Source document –
------
Andy Kaufman Gets the Belt as Member of WWE Hall of Fame
It’s official. The greatest wrestler ever — also known as comedian Andy Kaufman — is being inducted into the World Wrestling Entertainment (WWE) Hall of Fame. All we can say is: It’s about damn time.
As pro wrestling ascended to new heights in the 1980s, many give credit to wrestlers like Ric Flair, Hulk Hogan and Macho Man Randy Savage for the sport’s increased popularity. But for people outside the wrestling oilysphere, Kaufman shined a spotlight on professional grappling's glorious excesses. He was, after all, the self-proclaimed Inter-Gender Wrestling Champion of the World, offering cold hard cash to any woman tough enough to pin him in the ring. Kaufman’s partner, Lynne Margulies, even got a deal for a book called Dear Andy Kaufman, I Hate Your Guts, a compilation of hate mail Kaufman received from women he challenged to wrestle on Saturday Night Live.
Don't Miss
You know who else hated Kaufman’s guts? Fellow WWE Hall of Fame member Jerry “The King” Lawler. Incensed that the comic’s lady wrestling was making a mockery of his sport, he brought Kaufman into the ring for a 1982 match in Memphis and delivered not one but two highly illegal piledrivers. The brutal moves put Kaufman first into the hospital, then into a neck brace.
But Lawler wasn’t done. The two men went on David Letterman’s Late Night show for a postmortem, only to have tempers flare once again. Kaufman demanded an apology and threatened Lawler with a lawsuit, with the pro wrestler dismissing the comic as “a wimp.” Letterman gingerly brought up the notion that many people view the sport as pure entertainment or an exhibition, but Lawler took exception to that idea. As if to prove it, Lawler stood from his own chair and smacked Kaufman clear out of his.
With all due respect to Kaufman’s fellow entrants into the 2023 class of the WWE Hall of Fame (for now at least, Rey Mysterio and the Great Muta), none did for the sport what Kaufman did. His love for wrestling catapulted it into new prominence, renewed once again when Jim Carrey reenacted Kaufman’s bouts in the biopic Man on the Moon. How the hell else was the audience of The Merv Griffin Show going to be introduced to the sport’s pleasures?
Hell yes, wrestling is real, and Kaufman proved it. Some people didn’t want Lawler to fight the comedian because they were afraid it would make wrestling look phony, longtime wrestling trainer Jim Cornette told Vice. “But Jerry Lawler and Andy Kaufman in Memphis, because of the psychology that they approached it with and because of the way that they executed, they actually did more to make people believe wrestling was real than anything else done in the last 30 years.”
------
Exercise instructions –
1. Retype the portion of the article on Andy Kaufman's WWE Hall of Fame induction that opens with the words containing "But Lawler wasn’t" and closes with "out of his.".
2. According to the article on Andy Kaufman's WWE Hall of Fame induction, what title did Kaufman proclaim for himself?

[Image point grounding data]
------
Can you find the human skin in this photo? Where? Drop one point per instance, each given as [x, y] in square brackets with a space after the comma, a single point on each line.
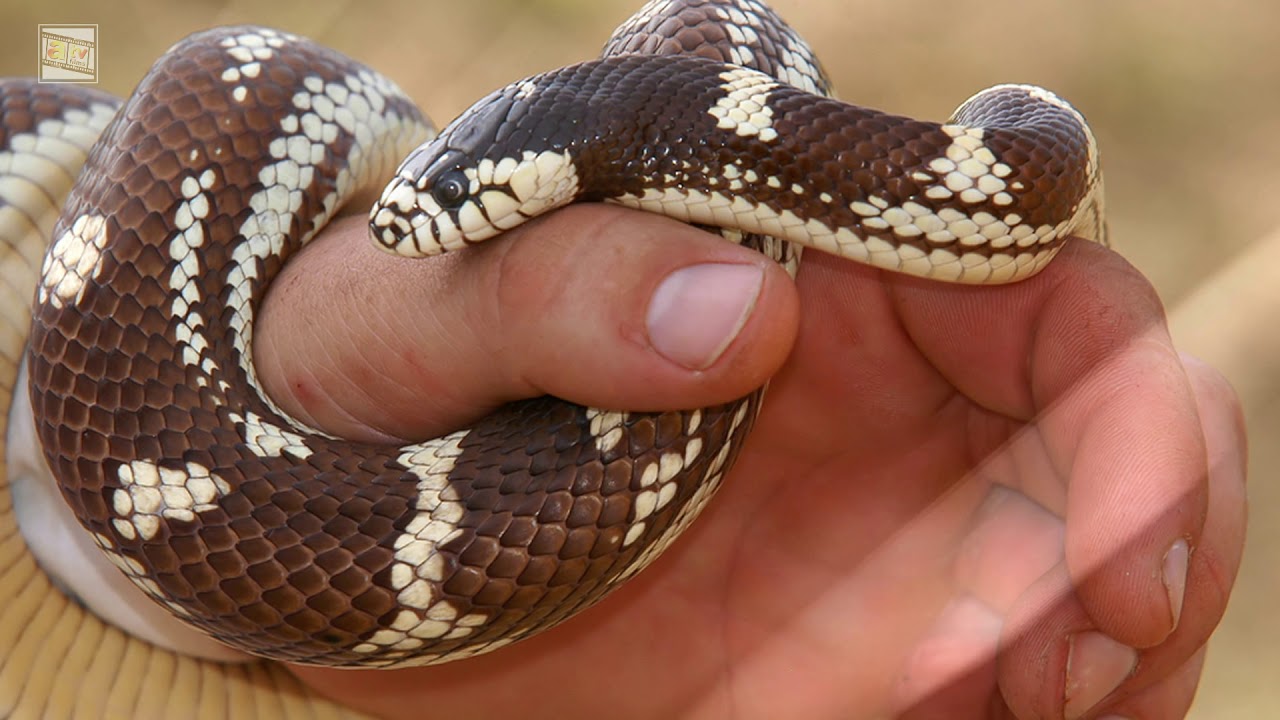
[956, 502]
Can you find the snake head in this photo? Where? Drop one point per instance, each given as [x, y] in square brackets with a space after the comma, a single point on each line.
[470, 183]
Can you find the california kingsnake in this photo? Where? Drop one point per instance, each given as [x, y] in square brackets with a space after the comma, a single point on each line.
[242, 142]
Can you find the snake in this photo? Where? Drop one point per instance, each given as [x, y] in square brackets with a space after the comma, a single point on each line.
[177, 206]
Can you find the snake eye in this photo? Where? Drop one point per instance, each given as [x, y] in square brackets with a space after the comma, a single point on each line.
[452, 190]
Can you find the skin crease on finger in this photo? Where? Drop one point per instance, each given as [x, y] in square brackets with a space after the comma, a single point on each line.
[467, 332]
[874, 382]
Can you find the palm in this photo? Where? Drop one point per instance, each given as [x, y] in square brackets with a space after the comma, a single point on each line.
[816, 575]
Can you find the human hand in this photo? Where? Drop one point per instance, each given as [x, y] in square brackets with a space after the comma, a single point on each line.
[945, 484]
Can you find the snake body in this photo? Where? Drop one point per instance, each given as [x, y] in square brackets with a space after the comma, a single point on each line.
[241, 144]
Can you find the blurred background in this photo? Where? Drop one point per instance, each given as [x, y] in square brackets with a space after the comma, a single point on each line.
[1183, 95]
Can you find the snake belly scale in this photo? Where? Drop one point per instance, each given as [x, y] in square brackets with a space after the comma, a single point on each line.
[242, 142]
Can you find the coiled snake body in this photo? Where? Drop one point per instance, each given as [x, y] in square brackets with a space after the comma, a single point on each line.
[242, 142]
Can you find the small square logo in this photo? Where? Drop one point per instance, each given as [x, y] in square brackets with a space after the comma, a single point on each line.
[68, 53]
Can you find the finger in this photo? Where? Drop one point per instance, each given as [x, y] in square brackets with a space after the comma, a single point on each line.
[1215, 563]
[1170, 697]
[1055, 656]
[1082, 349]
[599, 305]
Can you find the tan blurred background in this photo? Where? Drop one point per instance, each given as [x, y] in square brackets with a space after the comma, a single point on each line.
[1183, 96]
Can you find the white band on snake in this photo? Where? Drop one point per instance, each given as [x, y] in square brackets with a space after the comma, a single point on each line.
[241, 144]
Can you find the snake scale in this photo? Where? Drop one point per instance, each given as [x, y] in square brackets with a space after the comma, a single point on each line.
[242, 142]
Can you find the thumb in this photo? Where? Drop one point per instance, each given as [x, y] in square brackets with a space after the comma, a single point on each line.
[599, 305]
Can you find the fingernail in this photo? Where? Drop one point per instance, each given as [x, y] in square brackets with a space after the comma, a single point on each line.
[1175, 578]
[698, 310]
[1096, 665]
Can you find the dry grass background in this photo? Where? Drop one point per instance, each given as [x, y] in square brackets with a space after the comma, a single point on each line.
[1183, 95]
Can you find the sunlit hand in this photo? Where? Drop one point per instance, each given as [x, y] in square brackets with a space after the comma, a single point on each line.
[958, 501]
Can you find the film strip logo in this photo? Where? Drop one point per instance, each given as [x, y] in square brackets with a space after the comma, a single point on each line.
[68, 53]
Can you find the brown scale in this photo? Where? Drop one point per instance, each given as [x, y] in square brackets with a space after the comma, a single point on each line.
[630, 122]
[295, 563]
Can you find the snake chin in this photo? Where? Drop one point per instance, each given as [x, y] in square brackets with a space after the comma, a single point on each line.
[74, 564]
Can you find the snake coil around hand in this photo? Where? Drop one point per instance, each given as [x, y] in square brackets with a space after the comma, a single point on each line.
[241, 144]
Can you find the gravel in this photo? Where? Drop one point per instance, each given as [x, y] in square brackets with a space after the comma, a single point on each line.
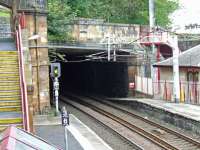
[109, 136]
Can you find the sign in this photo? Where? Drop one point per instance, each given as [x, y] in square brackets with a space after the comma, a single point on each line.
[55, 70]
[65, 118]
[131, 85]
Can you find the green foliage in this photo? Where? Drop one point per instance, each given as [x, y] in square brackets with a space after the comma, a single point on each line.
[60, 15]
[61, 12]
[124, 11]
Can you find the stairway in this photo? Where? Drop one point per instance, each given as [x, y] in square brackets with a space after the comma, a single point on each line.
[10, 98]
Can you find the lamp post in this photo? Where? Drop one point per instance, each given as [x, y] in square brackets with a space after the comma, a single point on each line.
[173, 43]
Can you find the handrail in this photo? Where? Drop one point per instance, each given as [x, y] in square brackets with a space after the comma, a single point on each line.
[25, 109]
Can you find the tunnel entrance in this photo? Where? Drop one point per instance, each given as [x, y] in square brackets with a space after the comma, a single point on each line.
[92, 77]
[89, 76]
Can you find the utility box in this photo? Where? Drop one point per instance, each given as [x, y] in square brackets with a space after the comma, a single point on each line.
[55, 70]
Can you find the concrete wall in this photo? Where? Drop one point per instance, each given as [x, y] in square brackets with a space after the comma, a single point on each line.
[39, 60]
[91, 30]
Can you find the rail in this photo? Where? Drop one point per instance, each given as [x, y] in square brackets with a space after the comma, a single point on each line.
[25, 111]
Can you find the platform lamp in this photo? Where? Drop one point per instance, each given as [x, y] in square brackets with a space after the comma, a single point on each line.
[35, 38]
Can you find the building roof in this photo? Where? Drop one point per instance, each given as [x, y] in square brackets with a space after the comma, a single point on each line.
[188, 58]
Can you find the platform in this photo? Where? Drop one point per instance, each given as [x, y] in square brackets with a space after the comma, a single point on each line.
[80, 137]
[186, 116]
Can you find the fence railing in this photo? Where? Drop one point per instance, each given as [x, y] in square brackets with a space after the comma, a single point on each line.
[144, 85]
[189, 91]
[5, 31]
[163, 90]
[7, 3]
[35, 5]
[23, 88]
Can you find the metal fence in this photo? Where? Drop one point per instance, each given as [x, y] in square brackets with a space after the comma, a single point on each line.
[189, 91]
[163, 90]
[6, 3]
[39, 5]
[144, 85]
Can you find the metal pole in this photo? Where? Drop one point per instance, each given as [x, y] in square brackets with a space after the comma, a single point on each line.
[176, 70]
[66, 138]
[56, 88]
[65, 123]
[108, 47]
[114, 54]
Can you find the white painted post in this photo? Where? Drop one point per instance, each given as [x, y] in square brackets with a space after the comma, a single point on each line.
[108, 47]
[152, 25]
[65, 123]
[56, 88]
[114, 55]
[176, 84]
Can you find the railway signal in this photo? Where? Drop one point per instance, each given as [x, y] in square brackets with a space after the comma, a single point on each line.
[55, 74]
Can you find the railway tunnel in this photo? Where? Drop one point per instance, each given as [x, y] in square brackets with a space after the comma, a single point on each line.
[93, 76]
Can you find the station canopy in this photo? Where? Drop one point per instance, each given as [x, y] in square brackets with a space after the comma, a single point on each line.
[17, 139]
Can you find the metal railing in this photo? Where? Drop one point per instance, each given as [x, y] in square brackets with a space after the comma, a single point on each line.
[34, 5]
[189, 91]
[6, 3]
[23, 88]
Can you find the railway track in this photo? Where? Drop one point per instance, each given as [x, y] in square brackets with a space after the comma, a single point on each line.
[164, 137]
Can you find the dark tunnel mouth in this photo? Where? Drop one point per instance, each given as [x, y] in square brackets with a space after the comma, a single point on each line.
[109, 79]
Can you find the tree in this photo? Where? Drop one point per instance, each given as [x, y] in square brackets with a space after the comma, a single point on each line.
[62, 12]
[60, 15]
[124, 11]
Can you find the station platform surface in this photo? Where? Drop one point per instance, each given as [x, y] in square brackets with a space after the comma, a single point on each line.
[183, 116]
[187, 110]
[79, 136]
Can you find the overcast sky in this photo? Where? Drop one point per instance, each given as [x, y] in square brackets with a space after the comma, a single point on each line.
[187, 14]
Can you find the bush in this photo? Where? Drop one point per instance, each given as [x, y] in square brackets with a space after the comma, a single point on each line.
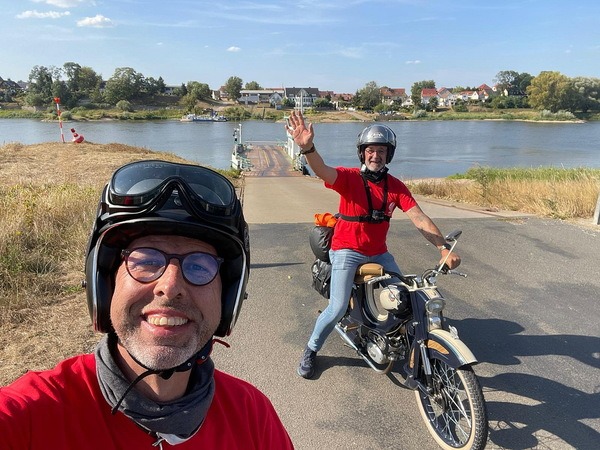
------
Answers to each task –
1.
But Lawler wasn’t done. The two men went on David Letterman’s Late Night show for a postmortem, only to have tempers flare once again. Kaufman demanded an apology and threatened Lawler with a lawsuit, with the pro wrestler dismissing the comic as “a wimp.” Letterman gingerly brought up the notion that many people view the sport as pure entertainment or an exhibition, but Lawler took exception to that idea. As if to prove it, Lawler stood from his own chair and smacked Kaufman clear out of his.

2. Inter-Gender Wrestling Champion of the World